Verilen Metin:
━━━━━━━━━━━━━━━━━━━━
GÜNCEL EGE YEREL YÖNETİMLER EKONOMİ POLİTİKA SPOR RÖPORTAJLAR YAZAR CAFE FOTO GALERİ VİDEO GALERİ
Mehmet KARABEL
YAZARLAR
9 Kasım 2017 Perşembe

Kuru ekmek yerim, Sırp Eti’ni yemem

Vallahi de, billahi de…

Bu başlık bana ait değil…

Bu başlığın sahibi, yıldızı giderek parlayan…

Şu sıralarda sık sık sık değişen…

Tarım, Gıda ve Hayvancılık Bakanlarının bile…

“Gel başkan, sen ne düşünüyorsun bu konuda?” diye fikrini aldığı…

Ege’nin yükselen yıldızı…

Tire Süt Kooperatifi’nin Başkanı Mahmut Eskiyörük’ten başkası değil…

***

Hani, şu sıralarda…

Vatandaş “ucuz et” yesin diye…

Türkiye’nin iki zincir market kıymayı 29’dan, kuşbaşını da 31 liradan satmaya başladı ya…

Biz de kooparatif reisi Eskiyörük’le…

“Koş vatandaş ucuz ete…” muhabbeti yaptık…

Ama, önce “ucuz et”in “pahalı tarihçesi”ne bakalım…

***

Kasapta, markette et fiyatları alıp başını gidince…

Çok değil, geçen sene önce…

Et ve Süt Kurumu’na 400 bin adet sığır ithalatı izni verildi…

“Angus”lar, gemilerle deniz havası ala ala geldi…

Vatandaş “Angus”ları sevmedi…

Meralarda otlamaya alışmış “Angus”lar da Türkiye’yi sevmedi…

Dolayısıyla et fiyatları düşmedi…

Daha fenası…

Yerliyi tercih eden vatandaşa, o “Angus”ları yerli diye bi’güzel aynı fiyata yedirdiler…

***

Bu kez Devlet Baba, canlı hayvan ithalatını bıraktı…

Yine “fiyatı düşüreceğim” diye…

“Karkas Et” (Kesilmiş hazır et) ithalatına karar verdi… Avrupa Birliği ülkelerinden gelen karkas et de “ucuz et” politikasına “ilaç” olamadı… O sıralarda aldığımız “karkas et”in İslami koşullarda kesilip, kesilmediği tartışmaları ise ayyuka çıktı…

***

Karkas et de tutmayınca, sıra geldi “lop et” ithalatına…

Nereden?
━━━━━━━━━━━━━━━━━━━━
Gösterilen Satırlar:
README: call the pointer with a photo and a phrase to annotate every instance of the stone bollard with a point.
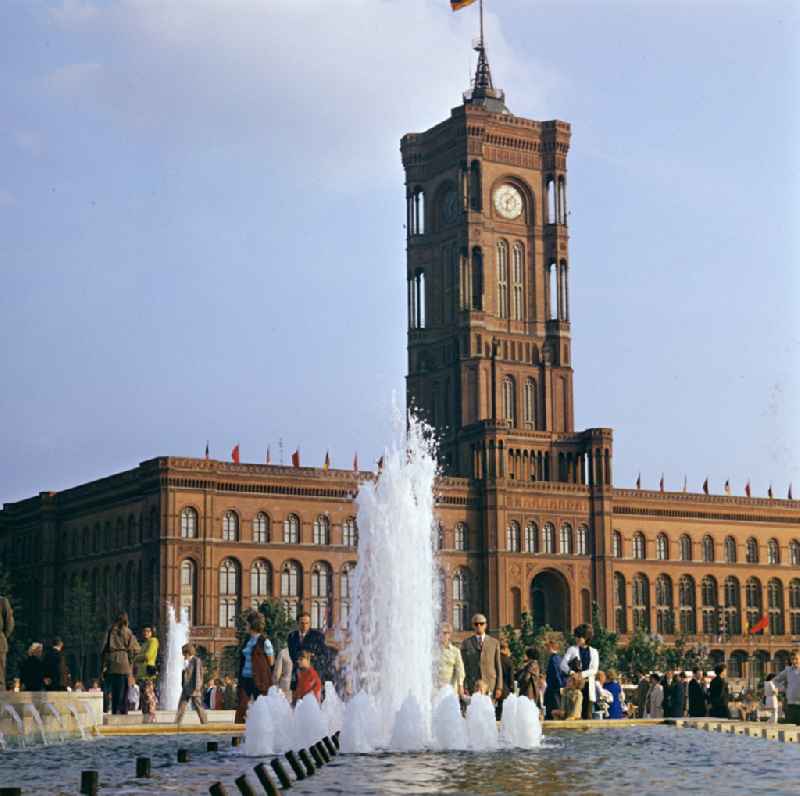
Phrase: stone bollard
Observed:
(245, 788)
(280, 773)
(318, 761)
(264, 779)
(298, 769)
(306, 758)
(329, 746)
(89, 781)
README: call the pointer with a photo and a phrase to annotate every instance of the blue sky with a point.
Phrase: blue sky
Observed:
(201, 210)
━━━━━━━━━━━━━━━━━━━━
Yapılacaklar:
A. Lütfen "bollard" sözcüğünü içeren bütün satırları seçip olduğu gibi kopyalayın.
B. Et ithalatı yazısını son cümlesinden sonra devam ettirin.
Et ithalatı yazısıyla satırlar arasında hiçbir bağ yoktur.

Sırayla Yanıtlar:
A.
README: call the pointer with a photo and a phrase to annotate every instance of the stone bollard with a point.
Phrase: stone bollard

B.
Sırbistan’dan…

Nesiyle meşhur?

Kasabıyla! (Ha’di girmeyelim oralara…)

Şimdi o beş bin ton lop Sırbistan etleri, ya kıyma ya da kuşbaşı olarak iki zincir markette, hükümet’in belirlediği fiyatla “Gel beni ye…” diye size bakıyor…

***

Şimdi siz de o etlere bakıp, sorun tezgahtara…

“Bu et yerli mi, ithal mi?” diye…

O da size “yerli” diyecek…

Siz bu sefer “Türk eti mi, Sırp eti mi?” diye soracaksınız…

O da size “Tabii ki, Türk eti” diyecek…

İnanacak mısınız?

***

Hayatını, üreticinin ve besicinin kooperatifleşmesine adayan Tire Süt’ün Başkanı Mahmut Eskiyörük ise, gelişmelere başka bir “pencere”den bakıyor; hükümete öncelikle “İthalatı durdurun” diye sesleniyor… Gerisini de şöyle getiriyor:

***

“Bizde et fiyatları, dünya pazarı ve halkımızın alım gücüne göre yüksek, ancak besiciye göre düşük… Neden? Çünkü, üretim maliyetleri yüksek, bu da yetmezmiş gibi halkın alım gücü düşük… Bizim maliyetlerimiz Dünya Çiftçisiyle aynı koşullarda olsa… Ya da asgari ücret, bugünkünün iki katı olsa asla problem yaşanmaz…”

***

“Ne diyorlar? Avrupa’da et ucuz… Ben de diyorum ki; benim besicim de  o maliyetlerle üretim yapsın; biz onlardan çok daha düşük fiyata et satarız… Ancak; dünyanın en pahalı mazotuyla, en pahalı yemiyle üretim yaparken birileri kalkıp da Avrupalı üreticiyle bizimkini kıyaslarsa, hiç’ bi’şi üretemeyiz; tamamen dışa bağımlı hale geliriz…”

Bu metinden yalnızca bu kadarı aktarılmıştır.